◆ Requirements ◆
A – Please return, word for word, the stretch of the passage on the Vos recall effort from "They’re also angry" through "advantageous for Democrats.".
B – Resume the passage on the Vos recall effort, picking up after its final sentence.

◆ Given text ◆
They’re also angry that Vos didn’t follow through on his threat to impeach progressive state Supreme Court Justice Janet Protasiewicz for refusing to recuse herself from a case challenging the legislature’s gerrymandered maps after she called them “rigged” during her campaign in April 2023. The court struck down those maps in December, and the legislature passed new maps last month proposed by Evers that are more advantageous for Democrats.

A few days after the recall news broke, the court—which, thanks to Protasiewicz, now has a 4-3 progressive majority—announced it would reconsider a 2022 ruling by the court’s then-conservative majority that outlawed most mail ballot drop boxes in the state. Trump supporters have pointed to that ruling to argue that the 2020 election was indeed tainted because drop boxes were used across the state during that race. The court itself did not reach that conclusion, and there was no evidence that the use of drop boxes, which had bipartisan support, led to any fraud.

The same forces who support outlawing drop boxes are trying to recall Vos. Their efforts show how the stolen election claims in the state, no matter how debunked, continue to move the center of gravity within the Republican Party—to the point that the Republican leader who has been the architect of GOP majorities in the legislature and has repeatedly courted the MAGA wing of his party could lose his job because he has not given a sufficiently full-throated endorsement of the Big Lie.

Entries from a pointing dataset
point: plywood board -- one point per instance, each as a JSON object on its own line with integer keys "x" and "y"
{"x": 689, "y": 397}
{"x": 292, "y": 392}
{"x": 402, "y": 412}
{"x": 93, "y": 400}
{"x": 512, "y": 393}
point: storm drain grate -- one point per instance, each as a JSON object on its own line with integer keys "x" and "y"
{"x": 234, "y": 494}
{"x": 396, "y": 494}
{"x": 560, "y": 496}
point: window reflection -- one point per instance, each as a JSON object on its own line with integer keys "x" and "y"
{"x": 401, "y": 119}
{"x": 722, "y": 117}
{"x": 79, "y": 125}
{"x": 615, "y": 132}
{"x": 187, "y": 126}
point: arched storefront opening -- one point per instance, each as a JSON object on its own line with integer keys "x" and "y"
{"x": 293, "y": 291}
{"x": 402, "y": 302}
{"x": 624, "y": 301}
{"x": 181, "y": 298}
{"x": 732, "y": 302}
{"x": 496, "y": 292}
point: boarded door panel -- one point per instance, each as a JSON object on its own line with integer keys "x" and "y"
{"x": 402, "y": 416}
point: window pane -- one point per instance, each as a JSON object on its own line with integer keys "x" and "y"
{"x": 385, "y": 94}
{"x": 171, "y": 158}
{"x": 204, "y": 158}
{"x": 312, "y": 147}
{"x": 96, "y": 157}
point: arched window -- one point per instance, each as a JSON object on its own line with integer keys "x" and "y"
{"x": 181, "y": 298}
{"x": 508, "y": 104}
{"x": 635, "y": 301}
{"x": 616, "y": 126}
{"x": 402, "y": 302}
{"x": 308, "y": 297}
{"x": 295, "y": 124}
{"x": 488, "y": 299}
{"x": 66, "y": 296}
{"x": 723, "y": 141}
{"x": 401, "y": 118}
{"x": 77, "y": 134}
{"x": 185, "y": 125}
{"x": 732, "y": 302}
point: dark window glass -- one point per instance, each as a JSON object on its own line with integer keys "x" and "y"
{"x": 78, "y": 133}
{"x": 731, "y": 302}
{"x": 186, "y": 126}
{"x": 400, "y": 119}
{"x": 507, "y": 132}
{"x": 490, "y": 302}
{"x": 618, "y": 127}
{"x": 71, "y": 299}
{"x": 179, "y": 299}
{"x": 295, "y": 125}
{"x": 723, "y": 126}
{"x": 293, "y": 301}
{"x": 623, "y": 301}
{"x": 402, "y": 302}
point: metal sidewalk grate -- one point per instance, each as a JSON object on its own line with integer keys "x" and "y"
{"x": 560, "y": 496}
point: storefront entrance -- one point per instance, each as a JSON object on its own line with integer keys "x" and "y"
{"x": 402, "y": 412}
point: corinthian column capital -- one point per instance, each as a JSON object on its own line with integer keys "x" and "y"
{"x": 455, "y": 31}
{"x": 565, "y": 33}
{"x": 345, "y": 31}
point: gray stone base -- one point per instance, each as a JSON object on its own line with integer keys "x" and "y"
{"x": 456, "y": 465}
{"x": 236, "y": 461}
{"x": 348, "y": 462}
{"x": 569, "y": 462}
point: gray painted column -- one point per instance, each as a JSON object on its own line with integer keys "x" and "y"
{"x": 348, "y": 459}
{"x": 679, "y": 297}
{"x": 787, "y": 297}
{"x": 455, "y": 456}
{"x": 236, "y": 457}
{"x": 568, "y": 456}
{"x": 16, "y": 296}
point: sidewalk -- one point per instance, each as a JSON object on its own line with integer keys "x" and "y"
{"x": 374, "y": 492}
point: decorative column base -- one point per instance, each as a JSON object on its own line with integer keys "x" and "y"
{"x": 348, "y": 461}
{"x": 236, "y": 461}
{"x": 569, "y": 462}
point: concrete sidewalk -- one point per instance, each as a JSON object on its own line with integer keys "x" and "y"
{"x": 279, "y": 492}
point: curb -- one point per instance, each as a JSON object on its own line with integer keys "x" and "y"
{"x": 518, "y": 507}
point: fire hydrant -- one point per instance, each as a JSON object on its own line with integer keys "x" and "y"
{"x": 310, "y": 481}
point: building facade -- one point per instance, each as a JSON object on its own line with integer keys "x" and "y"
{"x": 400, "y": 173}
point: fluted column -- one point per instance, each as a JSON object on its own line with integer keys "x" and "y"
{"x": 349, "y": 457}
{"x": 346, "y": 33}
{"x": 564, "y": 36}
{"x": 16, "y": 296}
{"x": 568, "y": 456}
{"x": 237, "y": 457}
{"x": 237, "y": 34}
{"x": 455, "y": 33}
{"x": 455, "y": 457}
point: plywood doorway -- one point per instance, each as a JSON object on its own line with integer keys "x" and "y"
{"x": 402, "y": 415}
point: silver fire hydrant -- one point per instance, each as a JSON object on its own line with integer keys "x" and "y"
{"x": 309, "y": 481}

◆ Results of the tasks ◆
A –
They’re also angry that Vos didn’t follow through on his threat to impeach progressive state Supreme Court Justice Janet Protasiewicz for refusing to recuse herself from a case challenging the legislature’s gerrymandered maps after she called them “rigged” during her campaign in April 2023. The court struck down those maps in December, and the legislature passed new maps last month proposed by Evers that are more advantageous for Democrats.

B –
As it happens, Trump supporters have tried to oust Vos before, with a Trump-backed primary challenger, Adam Steen, coming within 260 votes of defeating him in August 2022. The state’s ethics commission recently concluded that a Trump-linked political action committee supporting Steen violated the state’s campaign finance laws by illegally routing funds through GOP county parties to skirt contribution limits. The ethics commission has recommended felony charges, including against GOP state Rep. Janel Brandtjen, a leading critic of Vos who has led the effort to impeach Wolfe.

But so far, there’s been little accountability in Wisconsin for politicians who have promoted stolen election claims, and those lies continue to be a major factor in 2024. We’ll see if the new majority on the Wisconsin Supreme Court can finally change that dynamic.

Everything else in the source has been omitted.